> **Page extract**:

On 26 September 2019 the Tribunal wrote to the applicant requesting information about the outcome of his criminal matter. On 3 October 2019 the applicant replied to the Tribunal by email and confirmed that on 14 April 2019 he pleaded guilty to one charge of sexual assault. He was sentenced to 8 months imprisonment.
He appealed the decision in the County Court and on 6 June 2019 and the sentence was reduced to 5 months. He stated that on 15 September 2019 he was released from prison and has been in detention. He has claimed that he has been well behaved in prison and detention. He claims he has spent time thinking about what he has done and is remorseful and feels guilty. He wishes he could change things and understands the implications on the victim and himself and believes he has been punished enough. He would like to return to study and not waste the time he has already studied and to complete his studies would be good for his career.
At hearing, the applicant stated that he does not accept that the grounds exist to cancel his visa. He said that he denies the allegations and all he was doing was helping an intoxicated passenger in his taxi because she was feeling sick. The applicant’s response to his Notice of Intention to Consider Cancelling explained that the passenger requested he rub her chest and back to soothe her while she was vomiting and he helped the passenger fasten her seat belt he also stated that he assisted the passenger to her door due to her level of intoxication. He has never breached any of the conditions on his student visa nor did he have any adverse information against him. He outlined the money his family had spent educating him and that a cancellation would injure his reputation in his community in Australia and Pakistan.
At the time of the hearing the applicant had been charged with 13 counts of sexual assault relating to an incident on 19 July 2018. The applicant allegedly sexually assaulted a female passenger when he was driving a taxi and she was the customer.
The applicant confirmed the charges existed but denied the allegations. He stated that a further hearing for the matter was due on 28 March 2019 and he explained that he had a lawyer representing him.
The Tribunal explained to the applicant his rights and that he did not have to respond to questions pertaining to the charges noting its concerns that the applicant may risk self-incrimination.
The applicant confirmed the thirteen charges against him.
The Tribunal has considered the information on the Department file[7] which contained the preliminary brief from the Informant, bail conditions for the applicant, charge sheets, a statement by the alleged victim, a statement by two witnesses and printed photographs of a passenger in a taxi allegedly being assaulted, bank statement from the alleged victim showing associated taxi costs, pictures inside the alleged victims house, a summary of allegations and a job report.
[7] BCC2018/4141313 ff:5-70
The Tribunal outlined the relevant information to the applicant explaining and showing the applicant the pictures on the Department file of the applicant inside his taxi with the alleged victim and appearing to touch her inappropriately. This information was put to the applicant under section 359(AA) of the Migration Act 1958. The Tribunal explained the relevance. The images show the applicant touching the alleged victim inappropriately and the Tribunal considers that these pictures support the charges of sexual assault and show the alleged victim looking intoxicated and therefore being unable to defend herself. The Tribunal explained that this predatory and violent behaviour underpins the charges of sexual assault which the applicant was charged with and is unacceptable, unlawful behaviour and can cause a victim long term trauma. The Tribunal explained that this material would be the reason or part of the reason for affirming the decision under review. The Tribunal confirmed if the applicant understood the relevance of the material and invited the applicant to comment on it or respond. The Tribunal offered the applicant the opportunity to respond at a later time or to adjourn and return later to respond. The Tribunal reminded the applicant against self-incrimination.

> **What you will do**:
[a] Answer these questions about the tribunal extract:
(i) After the County Court appeal, how many months was the applicant's sentence?
(ii) At the time of the hearing, how many counts of sexual assault had the applicant been charged with?
(iii) Under which section of the Migration Act 1958 was the information put to the applicant?
[b] Carry on the tribunal extract from the point where it ends.
The items that come next have nothing to do with this work.

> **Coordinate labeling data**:
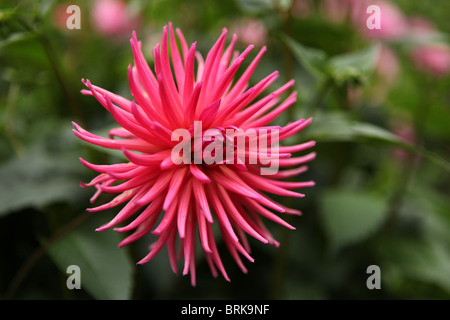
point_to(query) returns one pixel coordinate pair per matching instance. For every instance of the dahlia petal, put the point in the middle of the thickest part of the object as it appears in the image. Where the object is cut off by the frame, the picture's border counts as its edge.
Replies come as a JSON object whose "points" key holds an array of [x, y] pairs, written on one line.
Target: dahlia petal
{"points": [[200, 197], [202, 230], [199, 174], [241, 84], [184, 212], [174, 187], [237, 216], [189, 76], [151, 212]]}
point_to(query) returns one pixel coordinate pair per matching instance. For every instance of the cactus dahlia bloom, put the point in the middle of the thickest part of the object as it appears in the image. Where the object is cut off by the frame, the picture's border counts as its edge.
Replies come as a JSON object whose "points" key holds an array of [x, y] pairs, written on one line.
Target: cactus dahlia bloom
{"points": [[179, 198]]}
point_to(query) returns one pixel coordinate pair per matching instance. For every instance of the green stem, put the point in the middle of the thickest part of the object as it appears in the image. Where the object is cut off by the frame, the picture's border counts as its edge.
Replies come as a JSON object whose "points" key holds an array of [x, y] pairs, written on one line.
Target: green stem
{"points": [[407, 172], [13, 94], [56, 68]]}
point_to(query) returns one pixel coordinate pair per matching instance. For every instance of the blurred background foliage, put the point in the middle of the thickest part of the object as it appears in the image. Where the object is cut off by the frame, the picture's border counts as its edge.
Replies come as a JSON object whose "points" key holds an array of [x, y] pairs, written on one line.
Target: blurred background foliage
{"points": [[381, 108]]}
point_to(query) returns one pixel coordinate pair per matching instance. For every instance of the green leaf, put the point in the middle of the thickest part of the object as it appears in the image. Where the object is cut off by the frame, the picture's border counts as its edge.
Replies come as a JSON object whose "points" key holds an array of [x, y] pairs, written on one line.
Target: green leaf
{"points": [[38, 178], [350, 216], [337, 127], [425, 261], [106, 271], [353, 67], [313, 60], [255, 6]]}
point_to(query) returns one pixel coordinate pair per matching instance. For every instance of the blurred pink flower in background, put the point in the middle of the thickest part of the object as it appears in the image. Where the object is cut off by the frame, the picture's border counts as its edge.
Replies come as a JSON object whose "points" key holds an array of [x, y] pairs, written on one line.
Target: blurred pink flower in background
{"points": [[112, 18], [250, 31], [428, 54], [433, 58], [387, 65]]}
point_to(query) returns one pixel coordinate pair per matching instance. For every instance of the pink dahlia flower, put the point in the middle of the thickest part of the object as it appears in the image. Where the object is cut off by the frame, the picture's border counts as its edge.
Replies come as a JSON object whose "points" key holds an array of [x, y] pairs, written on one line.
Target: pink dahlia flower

> **Results in order**:
[a]
(i) 5 months
(ii) 13 counts
(iii) Section 359(AA)

[b]
The applicant elected not to respond to the information but stated that he had no previous criminal record and he worked in the community and he was still working in the community and this is based on one thing he has done. He has spent three years here and has done nothing else. He explained he was not seen as a risk before.
The Tribunal has considered the nature of the charges and the applicant’s recent advice post hearing to the Tribunal that he pleaded guilty to one charge of sexual assault on 14 April 2019 and was sentenced to 8 months imprisonment. The nature of the conviction is serious. The victim was a young woman who was preyed upon and was incapacitated and unable to defend herself. Crimes of this nature are intolerable to the community and leave psychological trauma for the victim. Furthermore the fact that the applicant received a prison sentence is indicative of the seriousness of the crime. For these reasons, the Tribunal is satisfied that presence of the applicant in Australia is or may be a risk to the health or safety of a segment of the Australian community and that the ground for cancellation in s.116(1)(e) exists. As that ground does not require mandatory cancellation under s.116(3), the Tribunal must proceed to consider whether the visa should be cancelled.
Consideration of discretion
There are no matters specified in the Act or Regulations that must be considered in the exercise of this discretion. The Tribunal has had regard to the circumstances of this case, including matters raised by the applicant, and matters in the Department’s Procedures Advice Manual (PAM3) ‘General visa cancellation powers’.
The purpose of the visa holder’s travel and stay in Australia, whether the visa holder has a compelling need to travel to or remain in Australia
The Tribunal acknowledge that the applicant came to Australia to study a Diploma of Automotive Technology which he was progressing with and due to finish on 17 February 2019 if not for the issues currently before the Tribunal. He explained that it was to set him up for the future and that his parents had invested a significant amount of money in his education. The Tribunal gives this factor some weight in favour of not cancelling the visa.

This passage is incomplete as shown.